Restate word for word every line from the one containing "Target = light switch plate" to the last line of the records below.
GIVEN RECORDS START
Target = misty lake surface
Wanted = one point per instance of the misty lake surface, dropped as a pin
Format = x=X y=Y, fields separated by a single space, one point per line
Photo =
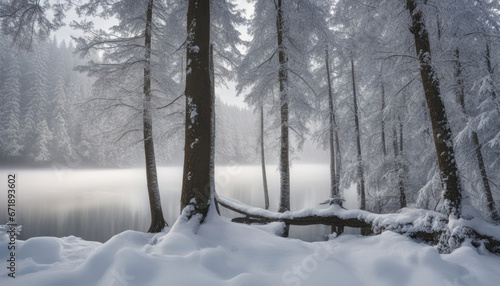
x=96 y=204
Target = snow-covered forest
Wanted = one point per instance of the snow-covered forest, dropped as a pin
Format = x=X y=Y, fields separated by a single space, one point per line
x=400 y=99
x=68 y=131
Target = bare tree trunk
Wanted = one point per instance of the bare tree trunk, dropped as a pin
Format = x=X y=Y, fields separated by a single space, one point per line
x=196 y=177
x=212 y=137
x=212 y=103
x=398 y=154
x=490 y=68
x=443 y=139
x=157 y=220
x=334 y=188
x=476 y=144
x=263 y=159
x=284 y=146
x=382 y=121
x=333 y=138
x=361 y=178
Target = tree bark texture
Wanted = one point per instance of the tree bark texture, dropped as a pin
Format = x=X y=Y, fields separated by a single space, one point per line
x=334 y=187
x=196 y=177
x=157 y=220
x=283 y=83
x=263 y=158
x=443 y=140
x=361 y=177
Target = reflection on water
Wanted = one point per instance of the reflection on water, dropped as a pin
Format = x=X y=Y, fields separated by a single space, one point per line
x=97 y=204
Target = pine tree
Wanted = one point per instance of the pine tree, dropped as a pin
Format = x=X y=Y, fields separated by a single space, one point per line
x=196 y=177
x=11 y=92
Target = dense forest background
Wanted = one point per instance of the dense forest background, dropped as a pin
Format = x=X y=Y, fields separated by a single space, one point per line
x=53 y=114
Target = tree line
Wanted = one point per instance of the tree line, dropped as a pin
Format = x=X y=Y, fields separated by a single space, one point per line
x=402 y=93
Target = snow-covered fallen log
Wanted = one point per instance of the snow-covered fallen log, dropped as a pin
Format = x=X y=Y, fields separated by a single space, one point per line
x=425 y=225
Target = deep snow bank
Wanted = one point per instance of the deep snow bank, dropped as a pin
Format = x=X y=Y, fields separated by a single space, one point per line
x=219 y=252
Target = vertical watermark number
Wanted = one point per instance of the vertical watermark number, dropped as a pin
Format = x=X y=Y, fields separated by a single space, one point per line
x=12 y=227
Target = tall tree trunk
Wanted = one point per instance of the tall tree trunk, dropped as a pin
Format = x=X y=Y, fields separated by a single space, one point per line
x=476 y=144
x=196 y=177
x=333 y=138
x=398 y=156
x=284 y=146
x=334 y=188
x=212 y=135
x=283 y=82
x=212 y=121
x=443 y=139
x=263 y=158
x=382 y=121
x=361 y=178
x=157 y=220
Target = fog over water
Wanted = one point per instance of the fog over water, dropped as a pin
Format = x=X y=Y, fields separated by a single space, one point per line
x=96 y=204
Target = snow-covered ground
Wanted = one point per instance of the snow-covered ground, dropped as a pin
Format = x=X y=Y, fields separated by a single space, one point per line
x=219 y=252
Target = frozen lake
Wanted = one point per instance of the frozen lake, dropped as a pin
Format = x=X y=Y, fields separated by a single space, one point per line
x=96 y=204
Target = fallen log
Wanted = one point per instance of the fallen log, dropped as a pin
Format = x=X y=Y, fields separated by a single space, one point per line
x=424 y=225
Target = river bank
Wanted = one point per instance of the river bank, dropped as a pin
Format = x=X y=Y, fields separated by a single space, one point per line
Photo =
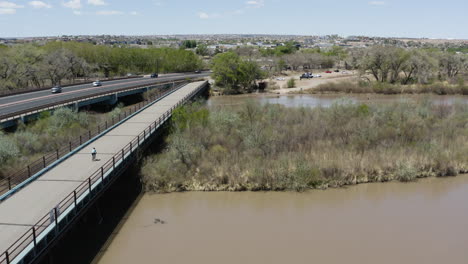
x=420 y=222
x=268 y=147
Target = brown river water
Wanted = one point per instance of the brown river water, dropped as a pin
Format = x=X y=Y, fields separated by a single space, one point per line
x=325 y=100
x=419 y=222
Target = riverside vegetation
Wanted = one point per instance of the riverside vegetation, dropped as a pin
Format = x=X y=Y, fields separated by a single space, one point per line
x=48 y=133
x=275 y=148
x=440 y=88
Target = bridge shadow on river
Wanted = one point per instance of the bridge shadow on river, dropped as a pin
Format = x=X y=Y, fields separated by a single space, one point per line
x=94 y=231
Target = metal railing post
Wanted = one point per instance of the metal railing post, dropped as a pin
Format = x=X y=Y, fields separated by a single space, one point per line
x=74 y=197
x=34 y=236
x=56 y=216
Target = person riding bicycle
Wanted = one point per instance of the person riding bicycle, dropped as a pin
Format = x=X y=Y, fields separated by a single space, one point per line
x=93 y=154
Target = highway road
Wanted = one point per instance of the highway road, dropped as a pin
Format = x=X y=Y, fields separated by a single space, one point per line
x=22 y=102
x=22 y=210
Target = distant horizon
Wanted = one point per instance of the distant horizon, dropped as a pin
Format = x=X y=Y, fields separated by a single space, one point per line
x=428 y=19
x=229 y=34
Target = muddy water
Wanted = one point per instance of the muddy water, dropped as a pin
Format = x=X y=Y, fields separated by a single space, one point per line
x=422 y=222
x=326 y=100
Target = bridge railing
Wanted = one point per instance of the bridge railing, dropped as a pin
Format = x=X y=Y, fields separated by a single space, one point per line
x=51 y=220
x=31 y=169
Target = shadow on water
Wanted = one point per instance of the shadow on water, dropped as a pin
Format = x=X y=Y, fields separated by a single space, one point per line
x=88 y=239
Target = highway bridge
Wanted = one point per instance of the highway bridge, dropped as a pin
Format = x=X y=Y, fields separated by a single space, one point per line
x=35 y=216
x=28 y=105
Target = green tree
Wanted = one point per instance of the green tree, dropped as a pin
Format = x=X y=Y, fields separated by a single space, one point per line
x=233 y=73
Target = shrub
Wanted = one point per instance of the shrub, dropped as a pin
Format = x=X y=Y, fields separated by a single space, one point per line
x=8 y=148
x=291 y=83
x=270 y=147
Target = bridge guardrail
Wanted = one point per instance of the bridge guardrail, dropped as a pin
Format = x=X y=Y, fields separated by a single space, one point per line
x=52 y=220
x=29 y=90
x=20 y=176
x=11 y=116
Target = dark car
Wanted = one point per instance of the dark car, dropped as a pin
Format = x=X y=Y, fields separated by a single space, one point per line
x=306 y=75
x=56 y=89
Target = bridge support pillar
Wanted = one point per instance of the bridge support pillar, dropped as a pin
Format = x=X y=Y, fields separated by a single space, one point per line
x=114 y=99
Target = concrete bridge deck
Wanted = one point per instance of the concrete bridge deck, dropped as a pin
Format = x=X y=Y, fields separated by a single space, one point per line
x=22 y=210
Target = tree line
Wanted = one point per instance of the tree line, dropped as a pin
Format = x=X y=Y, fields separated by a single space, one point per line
x=24 y=66
x=384 y=64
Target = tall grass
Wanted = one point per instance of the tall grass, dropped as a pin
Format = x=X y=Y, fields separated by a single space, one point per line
x=276 y=148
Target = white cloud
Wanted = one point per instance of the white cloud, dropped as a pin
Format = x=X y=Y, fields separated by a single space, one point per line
x=9 y=5
x=97 y=2
x=203 y=15
x=7 y=11
x=255 y=3
x=109 y=13
x=8 y=8
x=73 y=4
x=39 y=4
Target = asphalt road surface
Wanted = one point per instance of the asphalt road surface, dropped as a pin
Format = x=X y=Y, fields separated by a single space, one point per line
x=22 y=102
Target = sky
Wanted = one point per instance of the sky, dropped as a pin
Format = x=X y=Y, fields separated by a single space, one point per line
x=384 y=18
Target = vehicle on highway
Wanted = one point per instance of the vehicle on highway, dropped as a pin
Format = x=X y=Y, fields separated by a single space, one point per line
x=56 y=89
x=306 y=75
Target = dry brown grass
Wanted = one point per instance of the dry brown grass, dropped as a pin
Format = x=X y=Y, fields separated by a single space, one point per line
x=276 y=148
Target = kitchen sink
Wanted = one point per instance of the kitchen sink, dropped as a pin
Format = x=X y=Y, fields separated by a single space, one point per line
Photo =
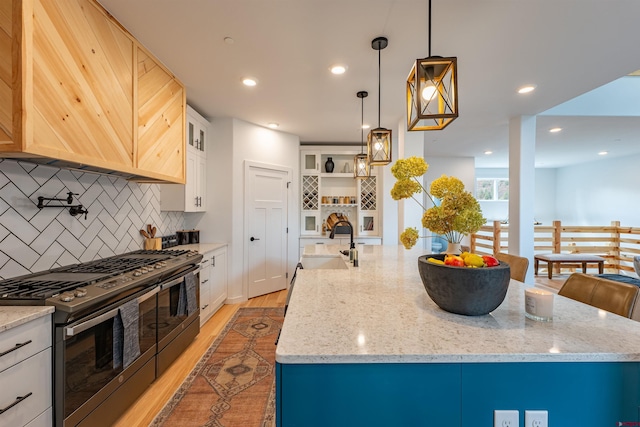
x=333 y=262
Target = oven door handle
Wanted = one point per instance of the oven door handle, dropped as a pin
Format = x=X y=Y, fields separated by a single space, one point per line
x=179 y=280
x=73 y=330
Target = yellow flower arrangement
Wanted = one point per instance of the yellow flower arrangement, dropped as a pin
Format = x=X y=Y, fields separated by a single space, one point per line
x=457 y=213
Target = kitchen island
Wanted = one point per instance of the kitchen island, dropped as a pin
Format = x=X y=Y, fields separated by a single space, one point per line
x=367 y=346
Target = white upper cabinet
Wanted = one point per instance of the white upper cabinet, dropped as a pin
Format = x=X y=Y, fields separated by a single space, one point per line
x=190 y=197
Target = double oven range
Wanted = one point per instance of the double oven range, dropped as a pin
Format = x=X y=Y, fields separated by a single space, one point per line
x=119 y=322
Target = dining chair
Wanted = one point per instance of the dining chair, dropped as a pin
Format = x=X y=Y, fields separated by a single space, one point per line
x=518 y=265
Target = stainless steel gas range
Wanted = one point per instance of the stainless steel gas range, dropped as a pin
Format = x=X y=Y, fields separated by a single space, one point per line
x=119 y=322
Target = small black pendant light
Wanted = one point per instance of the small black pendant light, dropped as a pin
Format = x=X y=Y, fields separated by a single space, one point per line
x=361 y=168
x=432 y=91
x=379 y=140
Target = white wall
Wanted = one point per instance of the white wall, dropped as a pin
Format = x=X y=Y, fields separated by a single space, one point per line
x=545 y=196
x=599 y=192
x=234 y=142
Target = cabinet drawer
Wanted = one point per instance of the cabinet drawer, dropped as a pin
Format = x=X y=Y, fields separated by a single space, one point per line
x=43 y=420
x=32 y=375
x=25 y=340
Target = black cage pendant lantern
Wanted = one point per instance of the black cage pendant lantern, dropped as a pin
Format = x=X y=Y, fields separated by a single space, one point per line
x=432 y=91
x=379 y=139
x=361 y=168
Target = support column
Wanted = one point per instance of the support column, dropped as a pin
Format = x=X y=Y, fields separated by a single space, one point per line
x=522 y=151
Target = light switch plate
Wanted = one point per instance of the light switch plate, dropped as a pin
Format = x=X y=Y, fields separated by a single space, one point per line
x=506 y=418
x=536 y=419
GIVEN RECORDS END
** RESULT **
Target = light switch plate
Wanted = one point per instance of the light switch plate, dropped as a pin
Format = x=X y=Y, fields separated by a single space, one point per line
x=506 y=418
x=536 y=419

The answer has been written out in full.